- Directions for this task: The expected answer is the data below, retyped exactly.

- Exercise input:
..............................

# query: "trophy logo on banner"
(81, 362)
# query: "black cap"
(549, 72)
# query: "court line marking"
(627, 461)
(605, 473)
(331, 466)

..............................

- Expected answer:
# query: "trophy logo on banner"
(81, 362)
# query: "black cap"
(549, 72)
# query: "court line marking"
(627, 461)
(605, 473)
(331, 466)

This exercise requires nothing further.